## YOUR GOAL
Can you return every line of the listing below without changing anything?

## INPUT FOR THIS TASK
━━━━━━━━━━

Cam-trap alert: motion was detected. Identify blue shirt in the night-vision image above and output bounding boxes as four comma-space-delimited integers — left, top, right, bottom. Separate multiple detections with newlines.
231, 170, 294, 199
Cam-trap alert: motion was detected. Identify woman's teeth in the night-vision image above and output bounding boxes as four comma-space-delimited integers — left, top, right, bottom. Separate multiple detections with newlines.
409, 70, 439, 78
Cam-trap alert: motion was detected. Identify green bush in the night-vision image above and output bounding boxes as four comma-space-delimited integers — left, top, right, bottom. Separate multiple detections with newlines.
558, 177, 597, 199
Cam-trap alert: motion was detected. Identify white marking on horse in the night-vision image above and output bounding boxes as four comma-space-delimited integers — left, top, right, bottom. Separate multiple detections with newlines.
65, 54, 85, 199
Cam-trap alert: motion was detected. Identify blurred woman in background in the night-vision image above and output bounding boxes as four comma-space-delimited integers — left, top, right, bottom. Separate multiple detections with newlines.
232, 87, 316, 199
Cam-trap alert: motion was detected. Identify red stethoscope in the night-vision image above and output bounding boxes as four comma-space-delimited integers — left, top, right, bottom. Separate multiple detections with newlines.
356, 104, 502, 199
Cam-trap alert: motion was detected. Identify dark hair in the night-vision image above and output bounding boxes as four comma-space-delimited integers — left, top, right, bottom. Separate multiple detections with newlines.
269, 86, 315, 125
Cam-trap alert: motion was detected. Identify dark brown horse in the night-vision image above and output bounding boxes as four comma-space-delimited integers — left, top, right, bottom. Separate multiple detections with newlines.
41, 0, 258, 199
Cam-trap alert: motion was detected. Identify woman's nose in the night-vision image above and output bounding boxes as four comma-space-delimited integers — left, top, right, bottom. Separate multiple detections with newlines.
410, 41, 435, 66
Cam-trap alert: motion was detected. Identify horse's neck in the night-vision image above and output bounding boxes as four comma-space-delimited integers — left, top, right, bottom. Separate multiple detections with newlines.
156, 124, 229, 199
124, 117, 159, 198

━━━━━━━━━━

## REPLY
Cam-trap alert: motion was detected. Identify blue shirt in the night-vision image above and output bounding boxes as four comma-space-delimited integers — left, top, right, bottom. Separate multiple detections with newlines.
231, 170, 294, 199
Cam-trap alert: motion was detected. Identify woman's teeth in the night-vision image above and output bounding boxes as four comma-space-delimited integers — left, top, right, bottom. Separate multiple detections with newlines.
409, 70, 439, 78
Cam-trap alert: motion was detected. Identify green bush in the night-vision image above and output bounding boxes as four comma-space-delimited integers — left, top, right, bottom. Separate multiple detections with newlines.
558, 177, 597, 199
Cam-trap alert: motion was detected. Identify white marking on horse in the night-vision image above and output bounding boxes as four comma-space-delimited integers — left, top, right, bottom. Separate multiple detections with newlines.
65, 54, 85, 199
Cam-trap alert: motion was detected. Identify blurred woman in background in the night-vision image above and output bounding boxes as four comma-space-delimited integers — left, top, right, bottom. Separate multiple detections with newlines.
232, 87, 316, 199
Cam-trap alert: motion was detected. Identify red stethoscope in the night-vision image above and output bounding boxes as four comma-space-delimited integers — left, top, right, bottom. Separate multiple detections with newlines.
356, 104, 502, 199
Cam-trap alert: motion was detected. Identify dark hair in the night-vision image above and output bounding boxes as four comma-space-delimited integers — left, top, right, bottom. Separate multiple detections with newlines.
269, 86, 315, 125
Cam-trap alert: motion was detected. Identify dark brown horse in the night-vision image above and output bounding boxes as four comma-space-delimited integers — left, top, right, bottom. Separate multiple detections with newlines.
41, 0, 258, 199
Cam-trap alert: motion was detected. Identify woman's nose in the night-vision image above and output bounding boxes as four comma-space-delimited integers — left, top, right, bottom. Separate multiple detections with newlines.
410, 41, 435, 66
Cam-trap alert: motion was detected. Identify horse's neck in the night-vision image above and output bounding boxes as four comma-space-delimited integers — left, top, right, bottom. Separate multiple detections with newlines.
156, 124, 229, 199
124, 117, 159, 198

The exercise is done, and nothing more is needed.